I have an example data frame:
df <- data.frame(x = 1:112, y = runif(112))
Is there a way to print a list of data frames with the first part of the list containing rows 1:10, the second 11:20, etc. up until the end (111:112)?
You could use split(), with rep() to create the groupings.
n <- 10
nr <- nrow(df)
split(df, rep(1:ceiling(nr/n), each=n, length.out=nr))
This can be solved with nesting using tidyr/dplyr
require(dplyr)
require(tidyr)
num_groups = 10
iris %>%
group_by((row_number()-1) %/% (n()/num_groups)) %>%
nest %>% pull(data)
Based on Rick's answer here is a variant that avoids instantiating copies of the split data. Instead, a callback is called with each chunk. The desired number of rows or cells can be specified.

- [TO DO]:
1. Answer these about the thread on splitting a data frame into chunks:
(a) How many rows does the example data frame have?
(b) Which function does the first answer combine with split() to build the groupings?
(c) Which dataset does the tidyr/dplyr answer run its code on?
2. Carry on the thread on splitting a data frame into chunks, starting after its final sentence.
The rows that come next aren't needed for anything here.

- [DATASET EXCERPTS]:
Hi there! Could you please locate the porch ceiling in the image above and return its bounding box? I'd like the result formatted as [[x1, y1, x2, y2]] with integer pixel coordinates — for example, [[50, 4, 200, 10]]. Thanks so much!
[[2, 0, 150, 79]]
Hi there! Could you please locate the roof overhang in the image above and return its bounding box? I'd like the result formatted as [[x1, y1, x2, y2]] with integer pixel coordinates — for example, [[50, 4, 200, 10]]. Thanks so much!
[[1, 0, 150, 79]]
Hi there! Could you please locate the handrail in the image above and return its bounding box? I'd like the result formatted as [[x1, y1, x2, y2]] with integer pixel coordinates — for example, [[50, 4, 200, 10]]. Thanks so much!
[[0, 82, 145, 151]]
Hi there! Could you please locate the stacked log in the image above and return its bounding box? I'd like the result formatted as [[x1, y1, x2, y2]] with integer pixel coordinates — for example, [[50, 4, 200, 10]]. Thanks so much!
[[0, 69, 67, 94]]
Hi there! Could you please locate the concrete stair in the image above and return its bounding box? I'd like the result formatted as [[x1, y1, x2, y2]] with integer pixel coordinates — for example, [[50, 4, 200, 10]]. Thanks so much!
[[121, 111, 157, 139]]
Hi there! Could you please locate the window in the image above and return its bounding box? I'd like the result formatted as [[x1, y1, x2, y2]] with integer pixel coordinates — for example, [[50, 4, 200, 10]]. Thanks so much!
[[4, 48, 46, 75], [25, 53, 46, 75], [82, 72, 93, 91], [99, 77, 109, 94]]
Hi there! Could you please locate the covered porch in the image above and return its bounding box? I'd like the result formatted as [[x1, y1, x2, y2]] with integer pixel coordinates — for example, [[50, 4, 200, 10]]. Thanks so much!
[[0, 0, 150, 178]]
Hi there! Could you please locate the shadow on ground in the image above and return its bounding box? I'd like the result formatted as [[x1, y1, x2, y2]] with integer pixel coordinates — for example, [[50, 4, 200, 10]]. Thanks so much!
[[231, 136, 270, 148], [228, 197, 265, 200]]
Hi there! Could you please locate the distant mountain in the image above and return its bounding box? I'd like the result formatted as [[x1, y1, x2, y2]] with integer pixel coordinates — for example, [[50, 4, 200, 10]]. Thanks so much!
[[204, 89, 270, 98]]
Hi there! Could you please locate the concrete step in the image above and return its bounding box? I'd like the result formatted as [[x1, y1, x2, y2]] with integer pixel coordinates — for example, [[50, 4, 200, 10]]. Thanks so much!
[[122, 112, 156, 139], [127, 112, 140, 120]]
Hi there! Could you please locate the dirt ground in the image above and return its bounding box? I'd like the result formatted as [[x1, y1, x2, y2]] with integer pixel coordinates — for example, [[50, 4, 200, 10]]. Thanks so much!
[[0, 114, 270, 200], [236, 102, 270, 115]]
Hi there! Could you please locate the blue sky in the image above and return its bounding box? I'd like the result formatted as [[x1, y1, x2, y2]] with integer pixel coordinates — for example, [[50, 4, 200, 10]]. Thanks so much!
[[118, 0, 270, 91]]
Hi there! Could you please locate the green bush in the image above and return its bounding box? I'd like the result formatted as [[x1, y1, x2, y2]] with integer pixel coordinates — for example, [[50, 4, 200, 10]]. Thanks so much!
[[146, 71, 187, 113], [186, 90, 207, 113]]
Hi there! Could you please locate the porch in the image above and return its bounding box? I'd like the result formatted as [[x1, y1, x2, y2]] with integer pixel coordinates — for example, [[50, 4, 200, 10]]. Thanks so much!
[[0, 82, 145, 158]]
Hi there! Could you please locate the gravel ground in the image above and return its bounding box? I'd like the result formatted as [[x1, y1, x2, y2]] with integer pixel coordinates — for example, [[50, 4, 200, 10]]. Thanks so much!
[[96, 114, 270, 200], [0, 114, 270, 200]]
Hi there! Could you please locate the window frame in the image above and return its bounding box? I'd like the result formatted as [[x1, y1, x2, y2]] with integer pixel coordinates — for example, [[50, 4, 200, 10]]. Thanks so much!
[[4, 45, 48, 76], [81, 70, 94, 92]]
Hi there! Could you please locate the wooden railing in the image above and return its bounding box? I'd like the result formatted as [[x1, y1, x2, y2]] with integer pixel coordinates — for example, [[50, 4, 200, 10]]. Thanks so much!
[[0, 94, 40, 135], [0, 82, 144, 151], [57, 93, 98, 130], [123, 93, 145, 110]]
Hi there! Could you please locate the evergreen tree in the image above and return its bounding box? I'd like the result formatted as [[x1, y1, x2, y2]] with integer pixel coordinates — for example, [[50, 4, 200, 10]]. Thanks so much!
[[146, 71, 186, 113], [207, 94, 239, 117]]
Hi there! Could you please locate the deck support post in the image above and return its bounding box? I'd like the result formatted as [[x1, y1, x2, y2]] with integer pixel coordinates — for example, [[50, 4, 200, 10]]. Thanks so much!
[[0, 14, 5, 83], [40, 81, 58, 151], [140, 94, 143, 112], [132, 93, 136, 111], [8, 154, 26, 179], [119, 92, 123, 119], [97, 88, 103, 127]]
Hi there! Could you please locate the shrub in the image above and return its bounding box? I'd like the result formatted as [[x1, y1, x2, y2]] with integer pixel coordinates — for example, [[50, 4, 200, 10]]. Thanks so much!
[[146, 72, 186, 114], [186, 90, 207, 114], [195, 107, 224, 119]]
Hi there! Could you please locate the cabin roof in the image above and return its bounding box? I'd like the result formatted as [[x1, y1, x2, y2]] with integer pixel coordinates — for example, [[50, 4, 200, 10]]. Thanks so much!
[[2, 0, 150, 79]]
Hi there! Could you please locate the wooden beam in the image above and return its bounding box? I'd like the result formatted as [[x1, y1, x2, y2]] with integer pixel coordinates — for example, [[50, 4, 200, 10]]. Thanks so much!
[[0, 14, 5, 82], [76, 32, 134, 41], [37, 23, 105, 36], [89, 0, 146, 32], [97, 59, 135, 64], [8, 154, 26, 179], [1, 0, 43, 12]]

* * *

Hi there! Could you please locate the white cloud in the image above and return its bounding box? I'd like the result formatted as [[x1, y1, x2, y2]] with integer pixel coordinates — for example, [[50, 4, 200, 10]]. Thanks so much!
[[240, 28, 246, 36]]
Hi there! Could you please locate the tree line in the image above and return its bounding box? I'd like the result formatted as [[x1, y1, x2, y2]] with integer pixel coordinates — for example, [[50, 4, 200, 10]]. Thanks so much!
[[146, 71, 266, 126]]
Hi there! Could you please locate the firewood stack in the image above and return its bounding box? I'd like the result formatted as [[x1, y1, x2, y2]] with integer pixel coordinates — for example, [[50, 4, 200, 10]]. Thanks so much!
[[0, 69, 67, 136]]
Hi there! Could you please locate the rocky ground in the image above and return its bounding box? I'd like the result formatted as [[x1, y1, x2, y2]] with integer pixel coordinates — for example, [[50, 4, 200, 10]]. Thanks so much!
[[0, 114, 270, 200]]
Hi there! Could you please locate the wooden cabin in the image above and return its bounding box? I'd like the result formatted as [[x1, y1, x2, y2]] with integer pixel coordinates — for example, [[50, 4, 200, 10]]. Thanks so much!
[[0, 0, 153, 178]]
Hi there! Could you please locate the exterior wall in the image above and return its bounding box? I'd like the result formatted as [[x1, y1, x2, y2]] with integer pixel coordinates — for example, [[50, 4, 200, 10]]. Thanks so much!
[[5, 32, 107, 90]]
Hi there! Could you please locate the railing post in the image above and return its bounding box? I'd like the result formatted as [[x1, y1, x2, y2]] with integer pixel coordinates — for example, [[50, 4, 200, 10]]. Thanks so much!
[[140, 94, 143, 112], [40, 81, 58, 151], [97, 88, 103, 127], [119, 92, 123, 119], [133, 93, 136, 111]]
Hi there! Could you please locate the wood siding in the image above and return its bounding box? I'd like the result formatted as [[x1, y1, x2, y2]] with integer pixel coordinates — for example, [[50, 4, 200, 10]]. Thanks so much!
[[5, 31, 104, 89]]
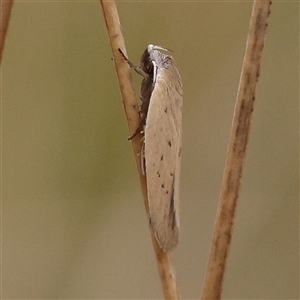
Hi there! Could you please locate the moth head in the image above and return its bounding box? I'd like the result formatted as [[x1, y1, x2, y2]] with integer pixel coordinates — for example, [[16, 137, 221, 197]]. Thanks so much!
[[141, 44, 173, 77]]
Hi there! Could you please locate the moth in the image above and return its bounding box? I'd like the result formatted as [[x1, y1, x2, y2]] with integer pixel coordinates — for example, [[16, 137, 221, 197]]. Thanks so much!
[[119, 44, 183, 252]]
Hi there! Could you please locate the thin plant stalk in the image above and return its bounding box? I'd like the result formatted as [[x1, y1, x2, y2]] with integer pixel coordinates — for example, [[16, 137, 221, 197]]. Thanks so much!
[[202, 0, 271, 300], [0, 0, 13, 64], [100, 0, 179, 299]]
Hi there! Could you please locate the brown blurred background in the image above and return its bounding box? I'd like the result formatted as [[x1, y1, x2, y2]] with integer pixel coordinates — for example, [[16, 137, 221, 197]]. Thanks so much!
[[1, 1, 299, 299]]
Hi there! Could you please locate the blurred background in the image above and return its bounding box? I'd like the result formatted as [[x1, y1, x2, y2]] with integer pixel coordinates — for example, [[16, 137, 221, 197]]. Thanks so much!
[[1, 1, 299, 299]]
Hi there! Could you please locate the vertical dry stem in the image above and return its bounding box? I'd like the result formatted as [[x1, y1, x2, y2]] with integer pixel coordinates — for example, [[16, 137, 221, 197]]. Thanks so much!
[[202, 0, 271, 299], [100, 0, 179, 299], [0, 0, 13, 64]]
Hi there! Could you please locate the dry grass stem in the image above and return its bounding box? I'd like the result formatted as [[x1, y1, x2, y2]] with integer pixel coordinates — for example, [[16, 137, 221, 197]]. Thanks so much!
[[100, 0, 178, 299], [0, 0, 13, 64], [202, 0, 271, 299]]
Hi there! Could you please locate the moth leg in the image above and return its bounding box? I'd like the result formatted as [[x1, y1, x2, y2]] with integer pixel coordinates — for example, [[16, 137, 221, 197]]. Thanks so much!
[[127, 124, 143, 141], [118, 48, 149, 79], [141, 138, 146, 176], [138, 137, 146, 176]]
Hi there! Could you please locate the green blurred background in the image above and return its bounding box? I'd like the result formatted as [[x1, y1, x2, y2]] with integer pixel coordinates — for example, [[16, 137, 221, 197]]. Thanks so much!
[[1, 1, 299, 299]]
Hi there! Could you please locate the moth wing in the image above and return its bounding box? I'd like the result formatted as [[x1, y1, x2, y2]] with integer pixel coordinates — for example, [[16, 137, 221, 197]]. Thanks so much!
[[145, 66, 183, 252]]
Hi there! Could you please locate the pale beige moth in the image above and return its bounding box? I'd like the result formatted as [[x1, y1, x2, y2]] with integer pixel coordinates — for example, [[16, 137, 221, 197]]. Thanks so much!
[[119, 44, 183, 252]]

- [REPLIES]:
1.
(a) 112
(b) rep()
(c) iris

2.
split_df <- function(x, ..., size_cells = NULL, size_rows = NULL, callback) {
stopifnot(is.function(callback))
if (is.null(size_rows)) {
size_rows <- max(floor(size_cells / ncol(x)), 1)
}
n_rows <- nrow(x)
n_chunks <- ceiling(n_rows / size_rows)
idx <- rep(seq.int(n_chunks), each = size_rows, length.out = n_rows)
split <- split(seq_len(n_rows), idx)
lapply(split, function(i) {
callback(x[i, , drop = FALSE])
NULL
})
invisible()
}
# 30 cells = 3 rows
split_df(palmerpenguins::penguins[1:10, ], size_cells = 30, callback = print)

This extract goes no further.